*Passage shown:*
+===+

# Sewa Singh Tarmala - Videos Of Gurmatt Discussions



## Gyani Jarnail Singh (Sep 14, 2009)

Vidoes of Gurmatt Discussion between the Sewa Singh Tarmala and Singh Sabha Singhs on Sikh maryada, SGGS etc etc.

Sewa Singh has been a controversial man and is resisted by sikhs for having contrary views....and these videos show a gurmatt discussion tor esolve such issues.

THIS is exactly the way Sikhs should resolve issues..calm and sincere discussion each side answering points raised based only on SGGS Bhai Gurdass and Bhai Nanad Laal and NOTHING ELSE.

There is no disruptive actiivity or noise making/rowdy behaviour by either side.

Language is Punjabi..unfortunately for those who dont speak it...
*
PURIWAL.COM (the encyclopedia of sikhism)*


----------



## spnadmin (Sep 14, 2009)

Gyani ji

Would it be acceptable to  you to copy this over the Punjabi section?  That way the Punjabi section will have more content in it. We could leave it in this location also. Thank you.


----------



## Gyani Jarnail Singh (Sep 14, 2009)

sure ji..no problems. when i have the time I will do a short sumamry of what is being said..in English..so the non punjabi speaking spners will  also benefit a little.


----------



## spnadmin (Sep 14, 2009)

I see that it was copied over to the Punjabi section. Thank you


----------



## Hardip Singh (Sep 15, 2009)

Gyani Jarnail Singh said:


> sure ji..no problems. when i have the time I will do a short sumamry of what is being said..in English..so the non punjabi speaking spners will also benefit a little.


 
Gyanni jee,
This is must to educate the people of the truth. Punjabi dialouges are in typical language, thus it will be nice if you translate the whole episode in English for the sangat.
Guru Fateh
Hardip Singh


----------

+===+

*Record set:*

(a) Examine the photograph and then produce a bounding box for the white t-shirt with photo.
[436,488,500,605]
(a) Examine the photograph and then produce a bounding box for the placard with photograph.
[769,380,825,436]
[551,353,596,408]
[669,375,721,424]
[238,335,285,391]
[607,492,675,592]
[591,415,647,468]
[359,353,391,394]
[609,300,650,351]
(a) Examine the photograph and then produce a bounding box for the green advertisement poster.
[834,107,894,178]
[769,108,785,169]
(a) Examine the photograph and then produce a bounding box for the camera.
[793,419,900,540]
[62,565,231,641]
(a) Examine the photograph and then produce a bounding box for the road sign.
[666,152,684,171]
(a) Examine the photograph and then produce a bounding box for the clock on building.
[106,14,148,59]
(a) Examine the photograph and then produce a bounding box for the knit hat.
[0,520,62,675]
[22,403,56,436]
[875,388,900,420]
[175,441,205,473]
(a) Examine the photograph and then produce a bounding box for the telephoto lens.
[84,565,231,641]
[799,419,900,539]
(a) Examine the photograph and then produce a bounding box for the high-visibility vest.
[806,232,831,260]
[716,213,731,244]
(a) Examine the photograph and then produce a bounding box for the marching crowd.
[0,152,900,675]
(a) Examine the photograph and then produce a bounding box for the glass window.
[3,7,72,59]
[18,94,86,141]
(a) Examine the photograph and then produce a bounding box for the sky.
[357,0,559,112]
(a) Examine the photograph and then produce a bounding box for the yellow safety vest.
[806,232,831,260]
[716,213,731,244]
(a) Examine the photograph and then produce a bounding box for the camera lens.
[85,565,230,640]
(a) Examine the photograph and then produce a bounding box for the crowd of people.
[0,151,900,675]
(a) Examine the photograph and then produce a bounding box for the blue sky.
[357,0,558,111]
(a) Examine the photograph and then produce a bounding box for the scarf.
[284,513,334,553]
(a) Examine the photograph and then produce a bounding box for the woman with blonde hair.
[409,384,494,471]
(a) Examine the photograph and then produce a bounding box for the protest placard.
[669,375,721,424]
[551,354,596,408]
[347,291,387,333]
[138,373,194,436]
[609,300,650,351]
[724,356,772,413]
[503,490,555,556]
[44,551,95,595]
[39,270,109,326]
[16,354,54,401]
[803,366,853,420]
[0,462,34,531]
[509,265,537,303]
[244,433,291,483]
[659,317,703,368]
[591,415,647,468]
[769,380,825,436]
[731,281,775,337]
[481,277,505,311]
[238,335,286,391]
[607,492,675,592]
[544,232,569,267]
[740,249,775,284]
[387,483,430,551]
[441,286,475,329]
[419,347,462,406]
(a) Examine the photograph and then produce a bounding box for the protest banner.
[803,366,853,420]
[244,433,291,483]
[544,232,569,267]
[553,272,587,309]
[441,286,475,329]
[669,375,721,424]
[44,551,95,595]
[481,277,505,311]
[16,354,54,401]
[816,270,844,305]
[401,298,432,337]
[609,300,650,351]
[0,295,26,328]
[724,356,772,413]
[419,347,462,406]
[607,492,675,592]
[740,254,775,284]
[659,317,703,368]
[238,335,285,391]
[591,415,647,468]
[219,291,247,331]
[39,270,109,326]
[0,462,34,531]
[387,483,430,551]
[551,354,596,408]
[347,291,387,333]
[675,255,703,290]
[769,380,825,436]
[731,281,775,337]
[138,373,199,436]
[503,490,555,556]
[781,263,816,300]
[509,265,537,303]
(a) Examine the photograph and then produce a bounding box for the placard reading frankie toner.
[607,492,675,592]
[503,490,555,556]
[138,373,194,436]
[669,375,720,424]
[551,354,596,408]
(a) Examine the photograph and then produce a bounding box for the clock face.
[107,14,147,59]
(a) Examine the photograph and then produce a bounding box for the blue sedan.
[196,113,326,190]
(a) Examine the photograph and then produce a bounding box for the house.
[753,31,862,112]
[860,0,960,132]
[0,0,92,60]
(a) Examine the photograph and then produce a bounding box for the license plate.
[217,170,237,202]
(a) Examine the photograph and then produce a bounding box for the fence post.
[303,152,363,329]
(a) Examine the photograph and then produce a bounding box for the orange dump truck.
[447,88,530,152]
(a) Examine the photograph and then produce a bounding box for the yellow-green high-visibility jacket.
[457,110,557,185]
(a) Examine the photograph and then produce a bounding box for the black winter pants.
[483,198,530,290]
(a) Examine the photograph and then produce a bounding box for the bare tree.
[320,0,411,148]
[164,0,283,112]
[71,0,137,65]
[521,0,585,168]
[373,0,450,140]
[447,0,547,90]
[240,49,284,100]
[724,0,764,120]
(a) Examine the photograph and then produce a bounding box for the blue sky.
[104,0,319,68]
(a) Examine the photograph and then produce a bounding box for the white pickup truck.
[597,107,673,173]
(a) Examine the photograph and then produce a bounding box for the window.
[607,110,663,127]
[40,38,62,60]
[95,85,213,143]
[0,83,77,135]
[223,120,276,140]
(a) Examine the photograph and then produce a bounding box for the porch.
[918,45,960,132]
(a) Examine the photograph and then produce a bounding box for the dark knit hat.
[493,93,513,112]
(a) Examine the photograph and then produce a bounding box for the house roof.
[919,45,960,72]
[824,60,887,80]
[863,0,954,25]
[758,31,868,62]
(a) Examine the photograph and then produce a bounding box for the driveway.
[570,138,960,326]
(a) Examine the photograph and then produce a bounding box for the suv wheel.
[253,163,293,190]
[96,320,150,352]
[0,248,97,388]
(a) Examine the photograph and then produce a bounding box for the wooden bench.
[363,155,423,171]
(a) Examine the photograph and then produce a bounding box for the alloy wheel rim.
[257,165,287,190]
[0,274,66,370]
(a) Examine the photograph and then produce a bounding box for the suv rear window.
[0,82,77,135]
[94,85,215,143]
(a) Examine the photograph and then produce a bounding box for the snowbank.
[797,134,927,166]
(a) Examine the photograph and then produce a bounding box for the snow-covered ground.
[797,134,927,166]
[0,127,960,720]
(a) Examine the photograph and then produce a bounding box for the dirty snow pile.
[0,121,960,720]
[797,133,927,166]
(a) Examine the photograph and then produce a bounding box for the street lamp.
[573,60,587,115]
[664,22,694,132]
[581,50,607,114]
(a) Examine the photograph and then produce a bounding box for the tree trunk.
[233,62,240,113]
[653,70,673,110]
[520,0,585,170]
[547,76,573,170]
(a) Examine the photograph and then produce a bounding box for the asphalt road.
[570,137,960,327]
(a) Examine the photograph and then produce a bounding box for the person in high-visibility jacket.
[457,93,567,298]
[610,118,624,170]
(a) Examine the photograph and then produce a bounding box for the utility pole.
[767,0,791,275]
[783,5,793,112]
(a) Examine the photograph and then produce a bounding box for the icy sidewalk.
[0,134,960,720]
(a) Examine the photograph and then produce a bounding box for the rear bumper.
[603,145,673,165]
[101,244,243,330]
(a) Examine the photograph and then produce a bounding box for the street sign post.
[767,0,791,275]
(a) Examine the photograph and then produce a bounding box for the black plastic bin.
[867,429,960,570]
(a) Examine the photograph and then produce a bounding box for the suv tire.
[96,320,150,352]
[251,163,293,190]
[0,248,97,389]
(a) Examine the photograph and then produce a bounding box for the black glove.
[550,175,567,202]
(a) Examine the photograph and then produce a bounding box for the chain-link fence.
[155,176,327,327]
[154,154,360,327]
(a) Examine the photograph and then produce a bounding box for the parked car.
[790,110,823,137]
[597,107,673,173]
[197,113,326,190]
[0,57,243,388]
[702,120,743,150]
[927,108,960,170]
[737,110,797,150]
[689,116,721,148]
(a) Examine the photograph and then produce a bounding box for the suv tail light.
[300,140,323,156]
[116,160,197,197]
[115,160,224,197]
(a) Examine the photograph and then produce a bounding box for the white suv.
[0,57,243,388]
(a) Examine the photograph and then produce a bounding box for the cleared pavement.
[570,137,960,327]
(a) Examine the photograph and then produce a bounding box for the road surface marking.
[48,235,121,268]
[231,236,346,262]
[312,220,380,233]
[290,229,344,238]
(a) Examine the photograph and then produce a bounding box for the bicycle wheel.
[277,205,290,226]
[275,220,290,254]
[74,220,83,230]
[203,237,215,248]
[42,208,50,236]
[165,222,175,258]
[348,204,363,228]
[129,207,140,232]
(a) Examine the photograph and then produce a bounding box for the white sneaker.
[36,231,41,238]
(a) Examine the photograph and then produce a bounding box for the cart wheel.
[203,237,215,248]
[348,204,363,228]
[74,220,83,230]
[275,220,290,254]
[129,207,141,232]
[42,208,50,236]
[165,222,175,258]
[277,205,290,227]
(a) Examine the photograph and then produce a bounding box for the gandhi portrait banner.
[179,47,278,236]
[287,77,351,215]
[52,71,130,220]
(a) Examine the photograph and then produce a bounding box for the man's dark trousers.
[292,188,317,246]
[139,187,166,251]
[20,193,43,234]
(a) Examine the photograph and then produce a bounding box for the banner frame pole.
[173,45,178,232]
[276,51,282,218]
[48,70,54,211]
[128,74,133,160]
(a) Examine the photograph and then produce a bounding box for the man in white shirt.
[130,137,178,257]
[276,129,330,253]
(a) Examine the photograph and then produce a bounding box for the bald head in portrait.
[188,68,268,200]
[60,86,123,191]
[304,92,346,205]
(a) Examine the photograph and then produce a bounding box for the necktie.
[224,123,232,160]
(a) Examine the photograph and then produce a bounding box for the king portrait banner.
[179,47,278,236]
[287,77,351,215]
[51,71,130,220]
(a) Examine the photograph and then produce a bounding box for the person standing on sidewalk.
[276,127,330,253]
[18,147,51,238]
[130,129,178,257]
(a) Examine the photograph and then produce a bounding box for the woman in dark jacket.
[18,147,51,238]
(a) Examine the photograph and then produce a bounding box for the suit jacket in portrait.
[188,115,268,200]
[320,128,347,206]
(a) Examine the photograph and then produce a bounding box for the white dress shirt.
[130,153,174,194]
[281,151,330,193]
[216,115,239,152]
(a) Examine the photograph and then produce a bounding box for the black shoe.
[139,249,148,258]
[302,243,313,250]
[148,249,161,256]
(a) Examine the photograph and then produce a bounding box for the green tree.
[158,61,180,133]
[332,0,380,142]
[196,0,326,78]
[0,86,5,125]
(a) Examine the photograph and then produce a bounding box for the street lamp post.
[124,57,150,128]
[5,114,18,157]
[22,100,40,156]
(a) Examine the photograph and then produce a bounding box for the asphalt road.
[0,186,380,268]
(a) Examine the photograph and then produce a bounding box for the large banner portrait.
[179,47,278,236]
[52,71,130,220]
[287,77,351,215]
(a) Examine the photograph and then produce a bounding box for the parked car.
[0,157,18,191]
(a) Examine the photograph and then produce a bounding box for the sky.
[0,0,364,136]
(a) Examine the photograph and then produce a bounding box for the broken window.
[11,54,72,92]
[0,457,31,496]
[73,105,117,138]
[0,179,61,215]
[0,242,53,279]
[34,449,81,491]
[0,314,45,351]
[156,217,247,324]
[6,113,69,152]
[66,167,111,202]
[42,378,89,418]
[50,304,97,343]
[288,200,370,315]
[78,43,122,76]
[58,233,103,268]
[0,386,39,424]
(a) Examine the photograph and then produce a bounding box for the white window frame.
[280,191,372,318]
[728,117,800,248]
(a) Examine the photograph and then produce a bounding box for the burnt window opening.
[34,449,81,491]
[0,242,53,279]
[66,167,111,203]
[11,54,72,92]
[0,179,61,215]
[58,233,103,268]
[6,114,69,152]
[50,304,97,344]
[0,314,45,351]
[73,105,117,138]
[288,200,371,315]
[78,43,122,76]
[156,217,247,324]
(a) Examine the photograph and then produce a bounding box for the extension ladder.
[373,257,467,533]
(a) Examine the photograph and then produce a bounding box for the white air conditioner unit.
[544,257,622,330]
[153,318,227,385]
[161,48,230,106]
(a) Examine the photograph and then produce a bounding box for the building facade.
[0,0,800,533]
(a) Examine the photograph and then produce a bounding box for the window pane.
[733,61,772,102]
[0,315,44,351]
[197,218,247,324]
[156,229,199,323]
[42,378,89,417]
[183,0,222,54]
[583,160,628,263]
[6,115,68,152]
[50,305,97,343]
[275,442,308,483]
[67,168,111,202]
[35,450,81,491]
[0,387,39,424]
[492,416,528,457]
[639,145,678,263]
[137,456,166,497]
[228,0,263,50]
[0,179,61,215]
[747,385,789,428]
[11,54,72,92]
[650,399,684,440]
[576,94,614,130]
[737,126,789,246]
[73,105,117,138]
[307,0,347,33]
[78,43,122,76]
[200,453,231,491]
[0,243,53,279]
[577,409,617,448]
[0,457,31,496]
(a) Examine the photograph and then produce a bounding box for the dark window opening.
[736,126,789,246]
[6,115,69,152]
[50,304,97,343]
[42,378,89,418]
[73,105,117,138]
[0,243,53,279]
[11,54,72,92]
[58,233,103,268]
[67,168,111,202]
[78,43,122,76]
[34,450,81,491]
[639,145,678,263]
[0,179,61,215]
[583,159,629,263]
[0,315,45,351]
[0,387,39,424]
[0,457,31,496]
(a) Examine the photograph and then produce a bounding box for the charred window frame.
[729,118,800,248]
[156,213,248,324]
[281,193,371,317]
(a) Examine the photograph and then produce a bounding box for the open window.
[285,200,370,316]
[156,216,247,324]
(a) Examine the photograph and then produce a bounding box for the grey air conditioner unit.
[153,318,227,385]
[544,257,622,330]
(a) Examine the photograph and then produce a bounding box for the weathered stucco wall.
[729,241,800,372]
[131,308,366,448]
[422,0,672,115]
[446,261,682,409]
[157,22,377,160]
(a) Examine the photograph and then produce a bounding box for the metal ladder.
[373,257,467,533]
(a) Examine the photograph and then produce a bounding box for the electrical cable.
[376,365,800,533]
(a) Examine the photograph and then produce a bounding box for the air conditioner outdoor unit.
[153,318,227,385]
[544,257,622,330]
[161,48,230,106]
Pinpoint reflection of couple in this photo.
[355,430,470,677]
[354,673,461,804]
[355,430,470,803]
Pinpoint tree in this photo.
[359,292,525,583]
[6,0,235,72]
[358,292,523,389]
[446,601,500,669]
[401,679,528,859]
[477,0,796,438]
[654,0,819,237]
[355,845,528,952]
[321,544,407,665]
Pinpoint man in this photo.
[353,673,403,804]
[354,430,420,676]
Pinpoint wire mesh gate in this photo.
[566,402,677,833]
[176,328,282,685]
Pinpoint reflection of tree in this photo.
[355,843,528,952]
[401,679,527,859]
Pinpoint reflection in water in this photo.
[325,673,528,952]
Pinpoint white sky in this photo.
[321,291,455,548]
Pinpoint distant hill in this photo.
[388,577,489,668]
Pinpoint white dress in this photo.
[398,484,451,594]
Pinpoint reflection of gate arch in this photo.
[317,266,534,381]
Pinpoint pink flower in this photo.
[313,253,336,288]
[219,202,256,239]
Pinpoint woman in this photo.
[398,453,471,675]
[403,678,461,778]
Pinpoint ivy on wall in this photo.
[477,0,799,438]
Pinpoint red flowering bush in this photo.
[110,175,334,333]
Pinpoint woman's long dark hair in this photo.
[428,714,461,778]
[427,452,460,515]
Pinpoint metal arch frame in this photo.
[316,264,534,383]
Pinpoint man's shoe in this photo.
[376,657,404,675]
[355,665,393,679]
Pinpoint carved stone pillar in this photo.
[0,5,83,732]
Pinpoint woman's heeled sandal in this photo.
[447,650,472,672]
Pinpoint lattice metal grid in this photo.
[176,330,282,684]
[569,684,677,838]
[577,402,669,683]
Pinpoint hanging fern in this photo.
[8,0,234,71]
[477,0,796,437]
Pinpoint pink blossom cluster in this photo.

+===+

*Complete the following:*
1. From the forum thread, return the passage starting with "# Sewa Singh" and going on through "SGGS etc etc.".
2. In the forum thread, what language are the discussion videos in?

*Final results:*
1.
# Sewa Singh Tarmala - Videos Of Gurmatt Discussions



## Gyani Jarnail Singh (Sep 14, 2009)

Vidoes of Gurmatt Discussion between the Sewa Singh Tarmala and Singh Sabha Singhs on Sikh maryada, SGGS etc etc.

2. Punjabi.